TRANSCRIPT
Announcer:
Welcome to YMCA in Motion, a podcast series where you can learn how YMCA’s actions in the context of the CoVid-19 Coronavirus pandemic. I’m William Leandro and this activity comes to you from Arequipa, Peru.
Audio girl Khiara:
YMCA, thank you so much for the groceries!
Announcer:
This is Khiara, she is 4 years old and lives in Arequipa, the second largest city in Peru, 18 hours by bus from the capital, Lima.
The community where Khiara lives is a human settlement called Horacio Zeballos, which is home to fourteen thousand people in vulnerable situations, so the YMCA installed a community center to meet several social demands such as, for example, medical consultations in which a private doctor costs 30 US dollars, the YMCA offers them for only three dollars, allowing the population to access quickly without waiting sometimes for weeks, the services of the state.
Health is one of the main issues addressed by this community center, focusing on serious public health problems such as chronic malnutrition, which in Peru reaches 12% of children under 5 years of age and anemia reaches 40% among children under three years of age.
For this reason, the YMCA has developed a dining room for children in the area with these problems that has allowed dozens of children to get out of anemia, as Maria del Carmen Meza, Program Coordinator and Doctor, shares with us.
Audio María del Carmen:
We provide a children’s dining room service; the children have access to a highly nutritional lunch, but we not only seek to improve the nutritional situation of our children; we also seek to improve their level of development through the early stimulation service. We continuously monitor the families through our medical, psychological and social work services.
We provide talks, educational workshops to families, trying to provide the necessary tools for them to set healthy homes on track.
Announcer:
With the arrival of the coronavirus pandemic, the Peruvian government made the decision to quarantine the country, restricting public mobility, generating that both volunteer mothers and children can not attend the dining room and put at risk their food, so they have had to find creative ways out so that children continue to receive their daily ration, as heard in the voice of Rosario Mayhua, community health agent that despite the crisis situation does not stop in their work and shares with us what motivates her to move forward.

• APPLY WHAT YOU READ:
[A] For each statement about the YMCA transcript, answer yes or no depending on whether it agrees with the transcript, and quote the words that decide it. (i) Khiara is four years old. (ii) The YMCA charges thirty US dollars for a medical consultation. (iii) Anemia reaches 40% among Peruvian children under three years of age.
[B] According to the YMCA transcript, how many people live in the Horacio Zeballos settlement?

• DATASET CONTENT:

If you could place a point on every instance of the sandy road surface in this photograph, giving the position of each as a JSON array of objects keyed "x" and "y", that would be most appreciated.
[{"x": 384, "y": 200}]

• EXPECTED OUTPUTS:
[A]
(i) Yes: "she is 4 years old"
(ii) No: "the YMCA offers them for only three dollars"
(iii) Yes: "anemia reaches 40% among children under three years of age"

[B] Fourteen thousand people.